Al inicio del gobierno del presidente Peña estuvo de moda la noción de que ésta era la gran oportunidad de México, el llamado “momento mexicano”, y que todo lo que hacía falta para consagrarlo en realidad era un gobierno eficaz. Como planteamiento era poderoso y fue convincente para una proporción suficiente del electorado para asegurar su triunfo. La experiencia de estos meses confirma algo que todos los mexicanos instintivamente sabemos: aunque la eficacia gubernamental es necesaria, por toda la retórica que se emplee, no hay certeza alguna de que el país logre el desarrollo.
El éxito en el desarrollo no tiene que ver con el potencial del país (infinito), sino con su desempeño, y éste depende más que de un gobierno eficaz. Se requieren instituciones fuertes, un gobierno competente (que no es lo mismo que eficaz) y, sobre todo, de un Estado de derecho consolidado.
En la actualidad, el país exhibe una enorme propensión al caos, definido este como corrupción, mal gobierno, incertidumbre, violencia, criminalidad y volatilidad. Hay regiones del país que están inmersas en un caos permanente, lo cual puede no impedir que funcione la vida diaria, pero hace imposible pensar en el desarrollo como una posibilidad real. Lo mismo es cierto para las regiones menos caóticas, pero ahí la esencia de la falta de predictibilidad (condición sine qua non para el Estado de derecho) yace en la impunidad imperante.
Millones de mexicanos han desarrollado una extraordinaria capacidad para adaptarse, funcionar con cierto grado de normalidad y ser exitosos. Prácticamente todos los que lo logran se precian de que su triunfo fue a pesar del gobierno. Al mismo tiempo, es evidente que sin un gobierno competente, confiable y eficaz, el éxito es siempre relativo, volátil y sujeto a tantos vaivenes y circunstancias -caos en potencia- que no hay forma de hacerlo perdurable. La clave, entonces, reside en la conformación de un sistema competente de gobierno.
Un gobierno eficaz es indispensable para el funcionamiento de un país, pero siempre y cuando esa eficacia no se identifique con arbitrariedad. Es claro que en el país pervive un sinnúmero de abusos, vividores, desorden y criminales, circunstancia que exige un gobierno fuerte, capaz de establecer orden, limitar esos excesos y crear un entorno propenso al desarrollo. Pero ese gobierno eficaz tiene que existir y operar en un contexto institucional que lo acote y evite su propio potencial de excederse.
Un gobierno tiene que contar con suficientes facultades para poder actuar, y con un margen de discreción que le permita cumplir con su cometido. Sin embargo, esas facultades no pueden ser tan amplias como para que le permitan flagrante impunidad, el viejo dilema de quien cuida a los cuidadores.

· · · · ·

COMPLETA LO SIGUIENTE
1 – En el texto sobre el desarrollo de México, cambia "extraordinaria" por "notable" en todo lo que va desde "Millones de mexicanos" hasta "competente de gobierno.", y escribe ese pasaje de nuevo.
2 – Convierte en una lista breve el párrafo del texto sobre el desarrollo de México que empieza con "Un gobierno eficaz es indispensable". Conserva sus datos principales.
Los registros no hacen falta para estas tareas.

REGISTROS ENUMERADOS

· · · · ·

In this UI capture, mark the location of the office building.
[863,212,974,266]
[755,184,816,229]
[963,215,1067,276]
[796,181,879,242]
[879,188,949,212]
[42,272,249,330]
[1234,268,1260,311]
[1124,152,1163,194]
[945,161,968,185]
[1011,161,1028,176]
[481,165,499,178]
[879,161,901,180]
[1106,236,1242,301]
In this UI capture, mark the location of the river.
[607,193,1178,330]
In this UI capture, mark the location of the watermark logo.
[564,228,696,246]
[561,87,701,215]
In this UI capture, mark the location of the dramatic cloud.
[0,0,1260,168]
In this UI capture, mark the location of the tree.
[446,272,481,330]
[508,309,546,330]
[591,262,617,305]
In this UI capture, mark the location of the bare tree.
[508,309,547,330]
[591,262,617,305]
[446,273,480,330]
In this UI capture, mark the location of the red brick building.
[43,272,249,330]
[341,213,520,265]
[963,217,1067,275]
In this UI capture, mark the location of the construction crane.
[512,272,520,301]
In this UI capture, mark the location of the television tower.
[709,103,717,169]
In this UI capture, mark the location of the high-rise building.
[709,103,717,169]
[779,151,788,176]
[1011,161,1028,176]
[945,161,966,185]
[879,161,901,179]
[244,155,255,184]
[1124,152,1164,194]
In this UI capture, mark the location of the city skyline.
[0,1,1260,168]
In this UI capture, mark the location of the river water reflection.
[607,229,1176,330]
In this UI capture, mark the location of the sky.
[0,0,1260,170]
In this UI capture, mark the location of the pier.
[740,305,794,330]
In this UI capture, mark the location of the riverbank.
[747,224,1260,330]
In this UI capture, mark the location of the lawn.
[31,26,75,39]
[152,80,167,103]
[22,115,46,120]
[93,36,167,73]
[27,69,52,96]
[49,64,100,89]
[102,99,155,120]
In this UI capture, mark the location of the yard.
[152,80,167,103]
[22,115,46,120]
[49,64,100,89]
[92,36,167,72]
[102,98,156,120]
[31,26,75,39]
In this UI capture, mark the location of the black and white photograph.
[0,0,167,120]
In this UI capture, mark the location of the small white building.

· · · · ·

LISTA DE SOLUCIONES
1 –
Millones de mexicanos han desarrollado una notable capacidad para adaptarse, funcionar con cierto grado de normalidad y ser exitosos. Prácticamente todos los que lo logran se precian de que su triunfo fue a pesar del gobierno. Al mismo tiempo, es evidente que sin un gobierno competente, confiable y eficaz, el éxito es siempre relativo, volátil y sujeto a tantos vaivenes y circunstancias -caos en potencia- que no hay forma de hacerlo perdurable. La clave, entonces, reside en la conformación de un sistema competente de gobierno.

2 –
- Un gobierno eficaz es indispensable para que un país funcione, siempre que esa eficacia no se identifique con arbitrariedad.
- En el país persisten abusos, vividores, desorden y criminales. Eso exige un gobierno fuerte que establezca orden, limite esos excesos y cree un entorno propicio al desarrollo.
- Ese gobierno debe existir y operar en un contexto institucional que lo acote y evite que se exceda.